BEGIN
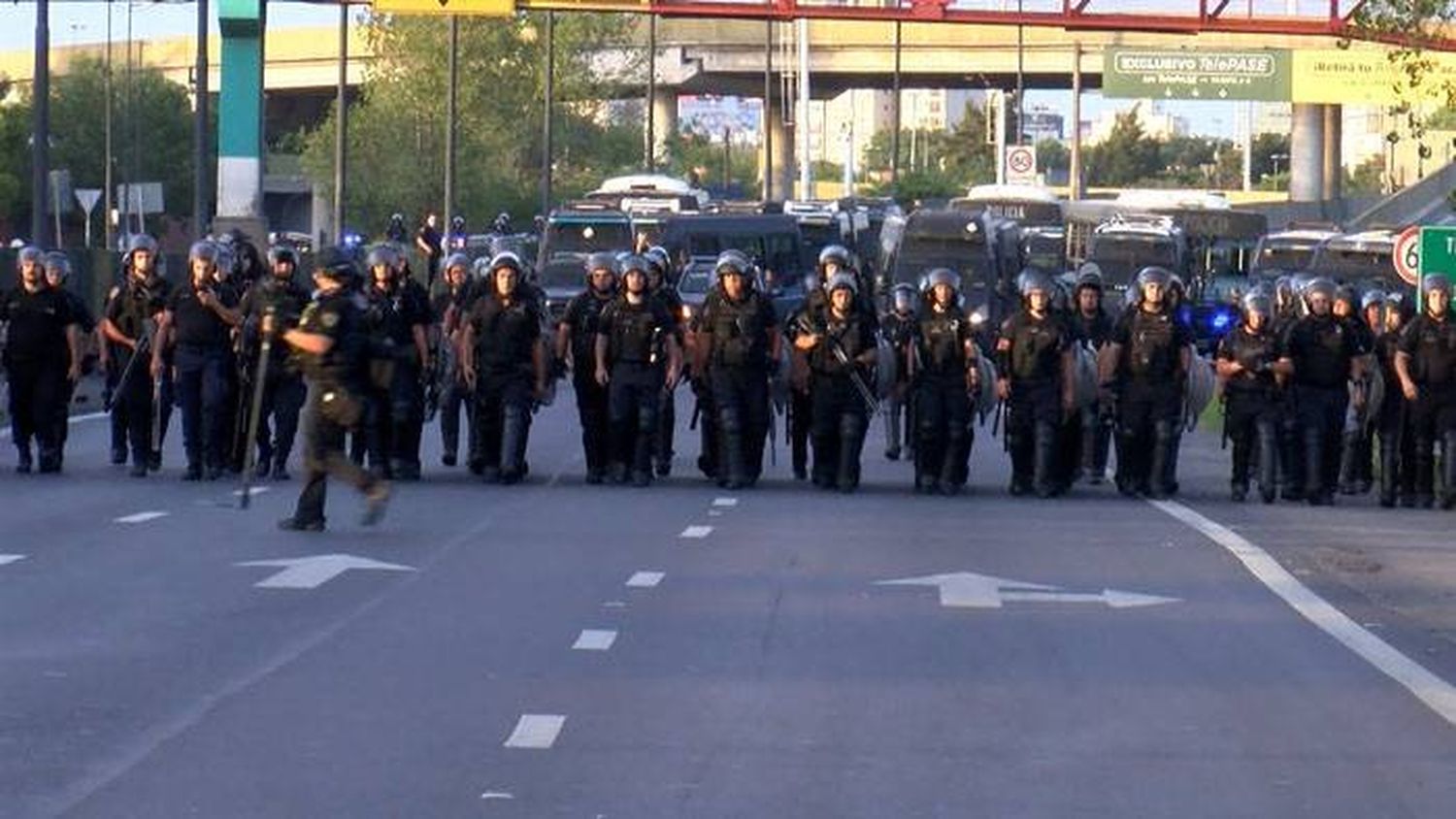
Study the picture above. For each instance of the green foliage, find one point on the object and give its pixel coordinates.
(398, 128)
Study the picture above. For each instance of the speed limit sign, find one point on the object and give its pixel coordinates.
(1406, 255)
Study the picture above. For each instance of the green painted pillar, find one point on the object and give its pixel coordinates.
(241, 111)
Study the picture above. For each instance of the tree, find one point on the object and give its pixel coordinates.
(396, 130)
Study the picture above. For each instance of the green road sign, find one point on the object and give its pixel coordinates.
(1149, 73)
(1439, 250)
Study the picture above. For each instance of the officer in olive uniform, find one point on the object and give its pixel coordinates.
(899, 328)
(1150, 354)
(195, 325)
(41, 354)
(577, 338)
(1248, 363)
(331, 344)
(504, 364)
(1426, 367)
(57, 273)
(1392, 419)
(1036, 378)
(664, 290)
(739, 344)
(284, 390)
(1325, 354)
(943, 367)
(638, 361)
(128, 326)
(841, 348)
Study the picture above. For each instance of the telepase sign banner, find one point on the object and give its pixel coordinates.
(1196, 75)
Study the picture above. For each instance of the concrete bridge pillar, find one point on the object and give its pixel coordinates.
(1307, 147)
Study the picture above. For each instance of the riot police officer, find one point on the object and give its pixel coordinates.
(504, 364)
(332, 345)
(943, 366)
(1426, 367)
(899, 328)
(739, 344)
(1248, 363)
(197, 325)
(577, 338)
(841, 348)
(41, 354)
(1325, 354)
(637, 361)
(1034, 363)
(1150, 354)
(282, 389)
(130, 329)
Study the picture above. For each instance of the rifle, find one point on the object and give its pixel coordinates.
(255, 416)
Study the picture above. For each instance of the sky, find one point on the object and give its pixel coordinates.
(78, 22)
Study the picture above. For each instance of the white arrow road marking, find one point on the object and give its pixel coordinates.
(317, 569)
(536, 731)
(1438, 694)
(142, 516)
(645, 579)
(594, 640)
(969, 589)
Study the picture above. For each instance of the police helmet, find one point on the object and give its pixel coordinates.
(943, 276)
(57, 265)
(381, 255)
(838, 255)
(1436, 282)
(733, 262)
(456, 261)
(282, 253)
(842, 279)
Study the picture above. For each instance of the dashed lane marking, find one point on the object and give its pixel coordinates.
(142, 516)
(1432, 690)
(645, 579)
(594, 640)
(536, 732)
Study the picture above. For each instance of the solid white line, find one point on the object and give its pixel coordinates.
(1436, 693)
(594, 640)
(142, 516)
(536, 731)
(645, 579)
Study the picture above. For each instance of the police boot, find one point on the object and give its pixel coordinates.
(850, 442)
(1044, 463)
(513, 445)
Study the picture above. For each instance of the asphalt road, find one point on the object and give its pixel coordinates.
(558, 649)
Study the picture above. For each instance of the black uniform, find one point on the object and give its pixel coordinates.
(943, 405)
(637, 361)
(1031, 357)
(841, 414)
(1432, 346)
(581, 319)
(1149, 396)
(1251, 408)
(35, 360)
(506, 338)
(284, 390)
(737, 335)
(337, 383)
(133, 311)
(203, 355)
(1322, 349)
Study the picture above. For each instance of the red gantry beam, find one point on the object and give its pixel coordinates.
(1074, 15)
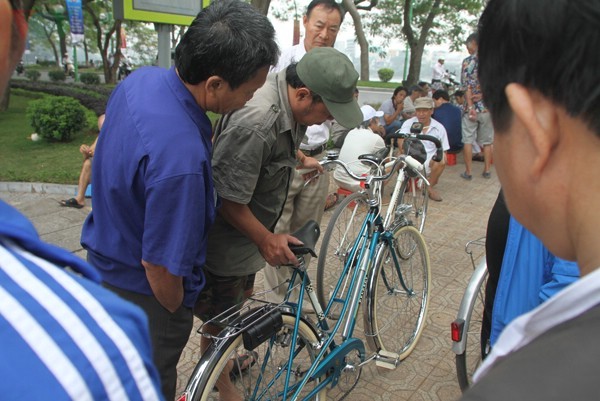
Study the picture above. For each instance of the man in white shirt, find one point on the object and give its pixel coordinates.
(438, 74)
(424, 111)
(529, 70)
(322, 23)
(365, 139)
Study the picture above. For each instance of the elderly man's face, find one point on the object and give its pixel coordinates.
(321, 28)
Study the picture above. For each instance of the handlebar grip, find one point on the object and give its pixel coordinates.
(439, 154)
(396, 135)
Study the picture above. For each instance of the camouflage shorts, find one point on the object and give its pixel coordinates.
(221, 293)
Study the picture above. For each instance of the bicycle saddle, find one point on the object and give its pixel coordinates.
(370, 159)
(309, 235)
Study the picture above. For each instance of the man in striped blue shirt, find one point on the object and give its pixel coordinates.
(62, 335)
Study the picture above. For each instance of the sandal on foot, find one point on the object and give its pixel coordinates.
(331, 201)
(242, 363)
(466, 176)
(71, 203)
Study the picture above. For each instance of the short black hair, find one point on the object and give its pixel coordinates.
(328, 4)
(399, 89)
(229, 38)
(293, 79)
(415, 88)
(440, 93)
(550, 46)
(474, 37)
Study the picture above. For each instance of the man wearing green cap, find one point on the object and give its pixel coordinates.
(255, 151)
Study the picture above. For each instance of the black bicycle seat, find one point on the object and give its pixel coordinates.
(309, 235)
(370, 159)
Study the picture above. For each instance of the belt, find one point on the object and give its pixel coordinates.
(314, 151)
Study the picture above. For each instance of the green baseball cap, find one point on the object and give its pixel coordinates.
(331, 75)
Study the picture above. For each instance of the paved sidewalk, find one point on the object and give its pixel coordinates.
(429, 373)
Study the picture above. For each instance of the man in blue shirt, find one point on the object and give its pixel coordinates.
(450, 117)
(63, 336)
(153, 193)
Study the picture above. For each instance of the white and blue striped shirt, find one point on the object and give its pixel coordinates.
(63, 336)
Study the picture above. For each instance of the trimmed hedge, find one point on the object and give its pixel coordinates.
(33, 75)
(89, 78)
(57, 118)
(93, 97)
(57, 75)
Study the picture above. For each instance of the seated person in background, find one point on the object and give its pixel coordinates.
(424, 111)
(85, 177)
(392, 111)
(450, 117)
(414, 93)
(366, 139)
(338, 132)
(426, 88)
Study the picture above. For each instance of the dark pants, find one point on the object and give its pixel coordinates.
(495, 245)
(169, 333)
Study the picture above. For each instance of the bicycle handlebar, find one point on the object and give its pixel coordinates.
(411, 162)
(415, 132)
(439, 152)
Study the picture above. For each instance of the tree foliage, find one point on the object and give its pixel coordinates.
(430, 22)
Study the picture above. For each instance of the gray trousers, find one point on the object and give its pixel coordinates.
(303, 203)
(169, 333)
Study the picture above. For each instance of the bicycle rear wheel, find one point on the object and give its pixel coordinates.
(470, 356)
(415, 193)
(266, 378)
(338, 240)
(398, 293)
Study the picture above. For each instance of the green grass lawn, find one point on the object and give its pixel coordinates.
(21, 159)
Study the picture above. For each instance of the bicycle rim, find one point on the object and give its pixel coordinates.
(418, 198)
(340, 236)
(265, 379)
(395, 316)
(468, 362)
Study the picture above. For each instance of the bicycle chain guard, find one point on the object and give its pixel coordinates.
(260, 327)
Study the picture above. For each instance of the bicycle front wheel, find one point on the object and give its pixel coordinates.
(414, 193)
(338, 240)
(263, 376)
(398, 292)
(470, 357)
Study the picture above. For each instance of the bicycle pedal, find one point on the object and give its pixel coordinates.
(387, 360)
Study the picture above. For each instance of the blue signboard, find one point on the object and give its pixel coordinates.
(75, 19)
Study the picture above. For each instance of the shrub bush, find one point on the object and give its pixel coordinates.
(56, 118)
(89, 78)
(57, 75)
(33, 75)
(93, 97)
(385, 74)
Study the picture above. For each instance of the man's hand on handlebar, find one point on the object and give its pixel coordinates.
(312, 164)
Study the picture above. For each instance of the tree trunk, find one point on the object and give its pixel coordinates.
(417, 45)
(262, 5)
(360, 37)
(5, 99)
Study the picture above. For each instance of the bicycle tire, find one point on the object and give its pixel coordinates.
(395, 318)
(339, 237)
(272, 359)
(419, 200)
(469, 360)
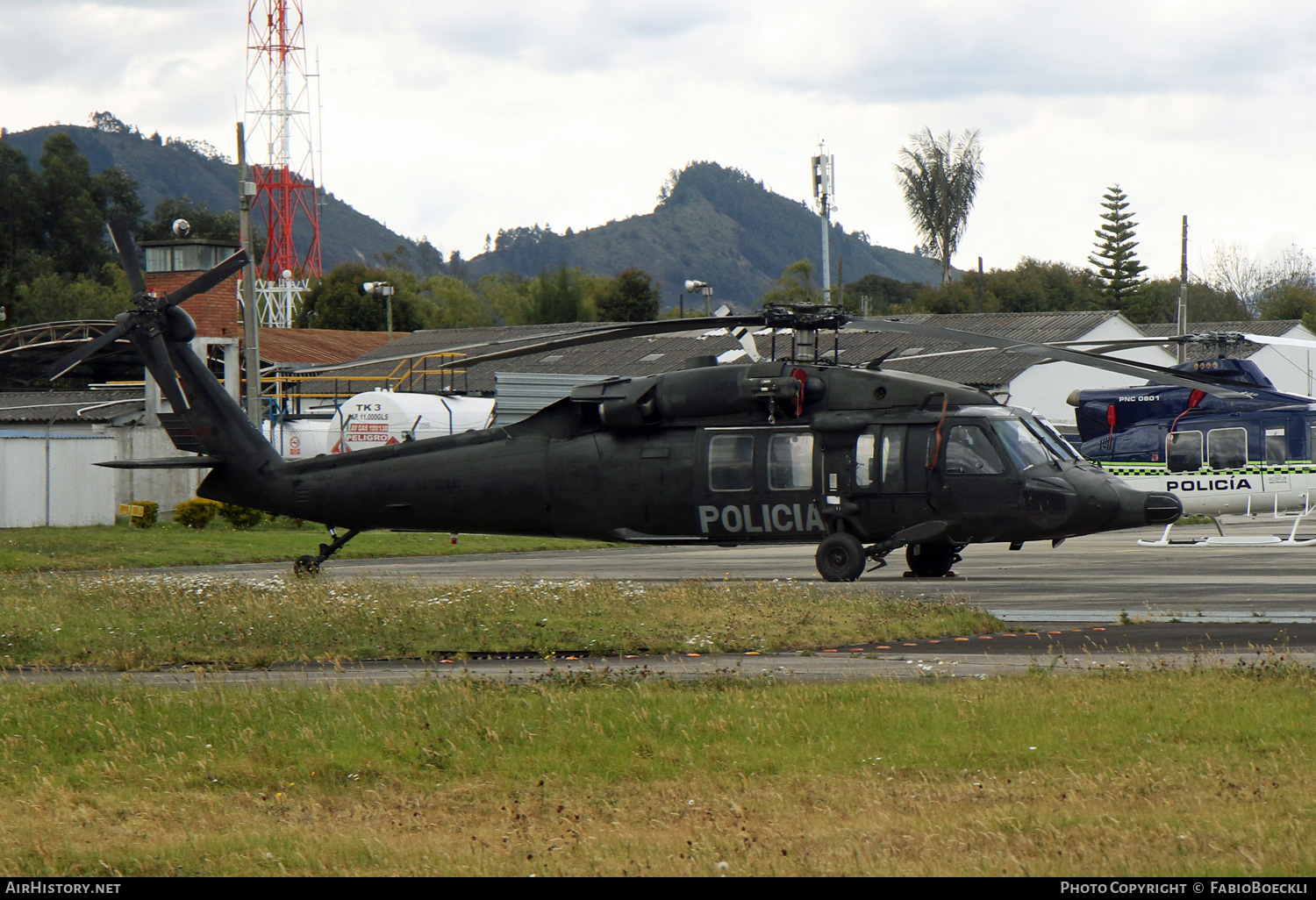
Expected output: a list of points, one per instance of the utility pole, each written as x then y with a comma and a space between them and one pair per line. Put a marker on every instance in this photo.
252, 355
979, 283
1184, 295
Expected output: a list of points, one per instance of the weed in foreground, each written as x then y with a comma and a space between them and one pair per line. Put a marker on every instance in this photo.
1202, 773
145, 621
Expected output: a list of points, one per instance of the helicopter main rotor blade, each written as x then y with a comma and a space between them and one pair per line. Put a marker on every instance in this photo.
560, 339
171, 389
1213, 386
207, 281
123, 237
86, 350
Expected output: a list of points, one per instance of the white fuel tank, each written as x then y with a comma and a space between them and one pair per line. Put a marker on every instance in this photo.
376, 418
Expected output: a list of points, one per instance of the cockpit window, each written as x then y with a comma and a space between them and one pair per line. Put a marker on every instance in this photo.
1052, 439
1024, 447
970, 453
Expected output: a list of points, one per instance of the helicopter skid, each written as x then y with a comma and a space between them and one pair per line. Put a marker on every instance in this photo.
1216, 541
1291, 539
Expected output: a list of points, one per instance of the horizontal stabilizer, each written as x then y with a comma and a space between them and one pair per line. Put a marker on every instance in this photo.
165, 462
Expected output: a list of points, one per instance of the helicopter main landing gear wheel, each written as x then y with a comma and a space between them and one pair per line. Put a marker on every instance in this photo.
841, 558
308, 566
932, 560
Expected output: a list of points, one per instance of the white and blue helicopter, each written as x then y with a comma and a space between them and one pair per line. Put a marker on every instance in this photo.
1244, 454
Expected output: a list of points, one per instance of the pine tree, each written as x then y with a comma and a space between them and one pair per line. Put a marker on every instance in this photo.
1116, 265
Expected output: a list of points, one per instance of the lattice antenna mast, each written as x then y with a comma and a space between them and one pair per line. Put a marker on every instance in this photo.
278, 123
824, 191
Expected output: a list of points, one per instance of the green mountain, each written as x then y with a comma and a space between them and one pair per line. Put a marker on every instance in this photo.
176, 168
713, 224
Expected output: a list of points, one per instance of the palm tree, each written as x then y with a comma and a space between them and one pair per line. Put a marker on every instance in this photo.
940, 178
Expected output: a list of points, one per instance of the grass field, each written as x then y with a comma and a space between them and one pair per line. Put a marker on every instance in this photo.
1152, 774
145, 621
120, 546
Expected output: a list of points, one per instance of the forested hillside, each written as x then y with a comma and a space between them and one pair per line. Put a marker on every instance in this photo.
166, 168
713, 224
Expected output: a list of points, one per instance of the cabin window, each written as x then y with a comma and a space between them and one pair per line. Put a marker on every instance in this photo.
881, 460
790, 462
892, 460
863, 460
1227, 447
731, 462
970, 453
1277, 445
1184, 452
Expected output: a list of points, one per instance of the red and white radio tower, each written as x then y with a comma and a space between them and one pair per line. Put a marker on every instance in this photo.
278, 126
END
## Direction
Copy the entries verbatim from their beginning through the line holding "(1406, 255)", both ends included, and omit the pictures from your answer.

## Result
Study the picture above. For each instance of the green foliage, find one point on the object and give its pixel coordinates.
(398, 128)
Study the picture above. For each instance of the speed limit sign, find one point on the object and give its pixel coordinates.
(1406, 255)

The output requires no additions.